— Start of PROVIDED MATERIAL —

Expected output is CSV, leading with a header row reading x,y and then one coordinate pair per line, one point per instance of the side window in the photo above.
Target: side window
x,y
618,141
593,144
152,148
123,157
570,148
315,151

— End of PROVIDED MATERIAL —

GIVEN EXERCISE
Reproduce every line of the data above, unchanged and in the same order.

RESULT
Expected output is CSV, leading with a header row reading x,y and then one coordinate pair per line, one point per instance of the side window in the photo above.
Target: side window
x,y
618,141
593,144
152,148
123,157
570,148
315,151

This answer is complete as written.